Making a tree sanctuary

635944216534495162-Shelli-Stanback-003Shelli Stanback didn’t just want to write checks to worthy causes that help preserve our natural world or promote a healthier future. “It’s a different kind of commitment,” the long-time Asheville philanthropist said. “You don’t miss the view or the history, until it’s gone.”

Stanback purchased a 54-acre property to create the OM Sanctuary wellness and meditation retreat center. She has made sure the green woods won’t be lost.

Along with the city-owned Richmond Hill Park nearby, the OM Sanctuary’s woods represent the city’s largest protected tract of urban forest, just a couple of miles from the heart of downtown.

“Natural places are essential for human health,” Stanback said. “Once they have been lost to development they are gone forever. We must preserve them now for our sake, and for the sake of the future.”

Working with the Southern Appalachian Highlands Conservancy, OM Sanctuary placed an easement on some 42 acres containing cove forest, oak forest and low mountain pine forest, with mixed hardwoods. The tract also contains pools in the river floodplain that provide habitat for salamanders, amphibians and reptiles.

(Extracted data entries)
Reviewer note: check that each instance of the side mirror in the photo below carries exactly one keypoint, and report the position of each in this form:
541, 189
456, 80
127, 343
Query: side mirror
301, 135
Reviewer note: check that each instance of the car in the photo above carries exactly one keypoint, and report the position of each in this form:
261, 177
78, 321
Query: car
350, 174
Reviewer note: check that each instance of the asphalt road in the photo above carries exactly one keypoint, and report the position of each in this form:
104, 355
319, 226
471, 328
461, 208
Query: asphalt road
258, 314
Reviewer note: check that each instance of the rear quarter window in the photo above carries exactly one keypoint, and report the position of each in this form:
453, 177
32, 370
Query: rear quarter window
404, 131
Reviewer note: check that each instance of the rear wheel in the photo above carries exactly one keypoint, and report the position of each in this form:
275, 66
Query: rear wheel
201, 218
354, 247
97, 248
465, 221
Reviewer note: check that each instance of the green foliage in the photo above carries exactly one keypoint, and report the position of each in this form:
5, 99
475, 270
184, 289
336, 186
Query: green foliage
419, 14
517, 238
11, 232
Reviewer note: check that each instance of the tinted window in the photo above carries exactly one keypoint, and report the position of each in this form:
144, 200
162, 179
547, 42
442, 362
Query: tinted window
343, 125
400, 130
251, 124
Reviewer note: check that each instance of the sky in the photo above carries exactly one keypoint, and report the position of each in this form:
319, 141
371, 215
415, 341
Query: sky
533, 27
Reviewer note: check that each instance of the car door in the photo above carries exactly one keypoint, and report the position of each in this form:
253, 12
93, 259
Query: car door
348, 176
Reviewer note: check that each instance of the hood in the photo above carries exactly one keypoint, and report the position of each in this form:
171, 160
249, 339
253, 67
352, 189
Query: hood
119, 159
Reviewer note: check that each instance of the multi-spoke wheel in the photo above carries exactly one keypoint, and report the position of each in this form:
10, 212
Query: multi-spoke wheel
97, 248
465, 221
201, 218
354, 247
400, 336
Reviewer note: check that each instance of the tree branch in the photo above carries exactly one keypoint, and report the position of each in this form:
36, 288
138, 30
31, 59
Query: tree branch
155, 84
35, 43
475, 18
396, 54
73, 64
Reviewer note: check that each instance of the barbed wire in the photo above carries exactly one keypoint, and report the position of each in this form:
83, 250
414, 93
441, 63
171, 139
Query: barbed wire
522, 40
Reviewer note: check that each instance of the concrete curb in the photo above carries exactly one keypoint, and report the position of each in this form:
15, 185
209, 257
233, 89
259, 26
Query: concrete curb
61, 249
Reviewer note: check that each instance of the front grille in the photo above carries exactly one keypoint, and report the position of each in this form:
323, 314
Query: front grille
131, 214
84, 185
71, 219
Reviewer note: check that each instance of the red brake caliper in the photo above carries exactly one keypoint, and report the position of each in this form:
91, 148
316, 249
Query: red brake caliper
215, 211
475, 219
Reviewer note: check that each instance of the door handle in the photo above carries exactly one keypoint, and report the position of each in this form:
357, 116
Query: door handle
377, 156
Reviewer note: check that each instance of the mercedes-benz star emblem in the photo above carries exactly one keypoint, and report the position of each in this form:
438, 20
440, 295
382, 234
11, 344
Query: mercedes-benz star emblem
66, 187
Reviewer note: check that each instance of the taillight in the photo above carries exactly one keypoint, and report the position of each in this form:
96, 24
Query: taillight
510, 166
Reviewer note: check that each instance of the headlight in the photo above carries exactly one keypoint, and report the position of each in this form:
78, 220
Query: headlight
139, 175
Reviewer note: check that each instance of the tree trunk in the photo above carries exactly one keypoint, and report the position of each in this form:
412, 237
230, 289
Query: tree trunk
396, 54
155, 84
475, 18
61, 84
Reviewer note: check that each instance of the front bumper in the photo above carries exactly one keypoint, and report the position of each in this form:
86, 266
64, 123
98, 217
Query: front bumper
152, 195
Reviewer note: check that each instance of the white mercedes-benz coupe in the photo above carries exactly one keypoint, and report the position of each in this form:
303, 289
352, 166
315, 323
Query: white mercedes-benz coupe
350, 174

== Task 1 ==
According to the tree sanctuary text, with which organization did OM Sanctuary work to place its conservation easement?
== Task 2 ==
Reproduce the passage from the tree sanctuary text, starting with "Making a tree" and going on through "won’t be lost.".
These records come from a separate source and are unrelated to the text.

== Written response 1 ==
The Southern Appalachian Highlands Conservancy.

== Written response 2 ==
Making a tree sanctuary

635944216534495162-Shelli-Stanback-003Shelli Stanback didn’t just want to write checks to worthy causes that help preserve our natural world or promote a healthier future. “It’s a different kind of commitment,” the long-time Asheville philanthropist said. “You don’t miss the view or the history, until it’s gone.”

Stanback purchased a 54-acre property to create the OM Sanctuary wellness and meditation retreat center. She has made sure the green woods won’t be lost.